- [Required action 1]:
From the article on The Second Face, reproduce the passage starting at "1950 film by" and ending at "A flashback ensues.".
- [Required action 2]:
Name every actor listed under "Starring" in the article on The Second Face.
- [Required action 3]:
According to the article on The Second Face, in what city does Phyllis work as a secretary to Paul Curtis?

Text segment Start Marker

- Theatrical release poster
- Directed by: Jack Bernhard
- Written by: Eugene Vale
- Produced by: Edward Leven
- Starring: Ella Raines Bruce Bennett Rita Johnson
- Cinematography: Paul Ivano
- Edited by: Christian Nyby
- Music by: Raoul Kraushaar
- Production companies: EJL Productions, Inc.
- Distributed by: Eagle-Lion Classics
- Release date: December 1, 1950;
- Running time: 77 minutes
- Country: United States
- Language: English

= The Second Face =

1950 film by Jack Bernhard

The Second Face is a 1950 romantic drama film directed by Jack Bernhard and starring Ella Raines as a plain woman whose life is drastically changed by plastic surgery.

==Plot==
Claire Elwood runs to her car and speeds away. Phyllis Holmes chases after her in her own car, but crashes into a truck. She is taken to the hospital, where her head is heavily bandaged. Insurance claims adjustor Mr. West visits her to find out what happened, but she refuses to talk to him. A flashback ensues.

Phyllis works as a secretary to Paul Curtis in Fresno, California. Paul is attracted to her, despite her plainness, but is afraid to risk another potentially disastrous marriage (he is divorced). Mrs. Lockridge, his longtime housekeeper, is unable to get him to change his mind. As Phyllis has just graduated from design school, Paul puts her in touch with Claire Elwood, who works in a fashionable Los Angeles dress shop; Claire's boss, Floyd Moran, is impressed by Phyllis's dress designs, and offers her a job as a salesperson, with a promotion to designer if she works out.

Claire arranges a double date for Phyllis before she arrives, but Jerry Allison, Phyllis's blind date, makes an excuse when he sees what she looks like. Moran, also put off by her looks, does not give her the promised job. When Phyllis is unable to find work, Claire has her fiancé, advertising man Allan Wesson, take her on as a secretary.

Text segment End Marker
Information shown Start Marker

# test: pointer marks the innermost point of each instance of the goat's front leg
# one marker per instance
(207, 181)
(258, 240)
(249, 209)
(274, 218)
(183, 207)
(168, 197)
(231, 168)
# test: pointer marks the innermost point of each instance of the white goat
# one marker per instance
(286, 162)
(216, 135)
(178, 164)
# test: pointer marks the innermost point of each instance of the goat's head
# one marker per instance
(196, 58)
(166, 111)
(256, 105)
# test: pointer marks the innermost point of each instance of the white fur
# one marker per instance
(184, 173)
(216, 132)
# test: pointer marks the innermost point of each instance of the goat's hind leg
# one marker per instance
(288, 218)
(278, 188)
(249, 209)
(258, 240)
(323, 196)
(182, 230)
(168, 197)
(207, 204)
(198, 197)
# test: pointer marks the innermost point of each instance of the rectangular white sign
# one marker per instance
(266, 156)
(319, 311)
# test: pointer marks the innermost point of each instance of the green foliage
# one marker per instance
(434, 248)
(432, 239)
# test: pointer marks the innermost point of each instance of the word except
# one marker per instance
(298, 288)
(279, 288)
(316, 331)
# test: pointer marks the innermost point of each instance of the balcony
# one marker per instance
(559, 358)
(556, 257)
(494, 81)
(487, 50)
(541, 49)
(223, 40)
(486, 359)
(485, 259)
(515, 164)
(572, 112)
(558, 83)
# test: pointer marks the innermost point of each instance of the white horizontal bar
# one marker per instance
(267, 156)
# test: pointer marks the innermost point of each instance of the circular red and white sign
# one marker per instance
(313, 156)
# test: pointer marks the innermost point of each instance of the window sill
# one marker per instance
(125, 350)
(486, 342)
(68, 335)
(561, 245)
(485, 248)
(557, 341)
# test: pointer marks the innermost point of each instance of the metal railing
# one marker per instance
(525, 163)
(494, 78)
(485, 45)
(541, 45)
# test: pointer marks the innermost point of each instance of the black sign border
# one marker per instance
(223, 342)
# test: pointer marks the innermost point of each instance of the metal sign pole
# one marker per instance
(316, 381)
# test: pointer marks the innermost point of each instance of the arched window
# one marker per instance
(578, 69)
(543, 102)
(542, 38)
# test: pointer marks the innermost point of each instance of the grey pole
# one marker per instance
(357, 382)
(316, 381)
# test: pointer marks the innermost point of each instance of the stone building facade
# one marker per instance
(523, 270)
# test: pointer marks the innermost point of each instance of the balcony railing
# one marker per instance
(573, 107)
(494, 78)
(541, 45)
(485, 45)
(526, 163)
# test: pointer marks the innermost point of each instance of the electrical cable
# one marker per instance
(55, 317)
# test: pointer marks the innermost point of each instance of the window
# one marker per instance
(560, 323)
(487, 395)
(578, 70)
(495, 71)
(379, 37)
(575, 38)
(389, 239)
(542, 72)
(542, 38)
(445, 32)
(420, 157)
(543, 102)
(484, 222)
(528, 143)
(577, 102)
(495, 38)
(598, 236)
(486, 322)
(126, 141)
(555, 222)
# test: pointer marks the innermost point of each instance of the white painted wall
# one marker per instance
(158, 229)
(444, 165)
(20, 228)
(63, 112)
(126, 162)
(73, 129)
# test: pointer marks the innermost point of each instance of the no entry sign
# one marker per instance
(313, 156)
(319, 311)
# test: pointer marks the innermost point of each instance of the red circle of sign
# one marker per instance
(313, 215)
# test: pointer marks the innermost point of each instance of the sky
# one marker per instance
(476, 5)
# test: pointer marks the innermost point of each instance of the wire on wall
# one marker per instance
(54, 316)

Information shown End Marker

- [Expected answer 1]:
1950 film by Jack Bernhard

The Second Face is a 1950 romantic drama film directed by Jack Bernhard and starring Ella Raines as a plain woman whose life is drastically changed by plastic surgery.

==Plot==
Claire Elwood runs to her car and speeds away. Phyllis Holmes chases after her in her own car, but crashes into a truck. She is taken to the hospital, where her head is heavily bandaged. Insurance claims adjustor Mr. West visits her to find out what happened, but she refuses to talk to him. A flashback ensues.

- [Expected answer 2]:
Ella Raines, Bruce Bennett, Rita Johnson

- [Expected answer 3]:
Fresno, California